(Saved entries)

— BEGIN —

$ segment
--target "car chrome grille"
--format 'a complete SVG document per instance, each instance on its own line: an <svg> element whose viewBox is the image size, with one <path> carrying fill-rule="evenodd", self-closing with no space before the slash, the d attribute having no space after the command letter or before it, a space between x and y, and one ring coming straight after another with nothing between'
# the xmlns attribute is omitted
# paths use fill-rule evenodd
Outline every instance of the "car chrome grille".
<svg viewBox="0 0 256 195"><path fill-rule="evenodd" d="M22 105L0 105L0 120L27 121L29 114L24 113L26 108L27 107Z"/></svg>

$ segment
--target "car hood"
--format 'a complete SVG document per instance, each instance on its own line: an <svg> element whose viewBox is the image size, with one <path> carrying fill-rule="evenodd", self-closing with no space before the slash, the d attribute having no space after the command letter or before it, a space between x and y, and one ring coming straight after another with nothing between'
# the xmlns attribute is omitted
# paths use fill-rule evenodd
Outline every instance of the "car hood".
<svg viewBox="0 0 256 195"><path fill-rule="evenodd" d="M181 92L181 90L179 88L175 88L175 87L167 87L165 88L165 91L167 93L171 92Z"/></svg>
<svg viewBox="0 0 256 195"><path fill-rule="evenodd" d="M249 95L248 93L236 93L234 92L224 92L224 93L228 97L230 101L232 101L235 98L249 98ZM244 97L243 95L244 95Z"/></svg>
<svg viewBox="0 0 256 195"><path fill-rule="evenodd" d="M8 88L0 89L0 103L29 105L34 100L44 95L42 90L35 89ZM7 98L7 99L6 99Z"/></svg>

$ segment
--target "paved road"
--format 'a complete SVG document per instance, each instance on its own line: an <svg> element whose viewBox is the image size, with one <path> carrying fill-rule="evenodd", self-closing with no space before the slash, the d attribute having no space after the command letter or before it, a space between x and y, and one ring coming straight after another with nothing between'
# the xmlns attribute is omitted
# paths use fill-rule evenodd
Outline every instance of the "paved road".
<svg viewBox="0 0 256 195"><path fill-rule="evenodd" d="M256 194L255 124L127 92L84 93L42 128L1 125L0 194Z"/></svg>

— END —

# Written request
Rewrite the portion of the data from its start through the line containing "105L0 105L0 120L27", replacing "Outline" with "Trace" and keeping everything else unchanged.

# Response for this exercise
$ segment
--target "car chrome grille"
--format 'a complete SVG document per instance, each instance on its own line: an <svg> element whose viewBox is the image size, with one <path> carrying fill-rule="evenodd", self-closing with no space before the slash, the d attribute having no space after the command letter or before it, a space between x and y, and one ring coming straight after another with nothing between'
# the xmlns attribute is omitted
# paths use fill-rule evenodd
Trace every instance of the "car chrome grille".
<svg viewBox="0 0 256 195"><path fill-rule="evenodd" d="M22 105L0 105L0 120L27 121L29 114L24 113L26 108L27 107Z"/></svg>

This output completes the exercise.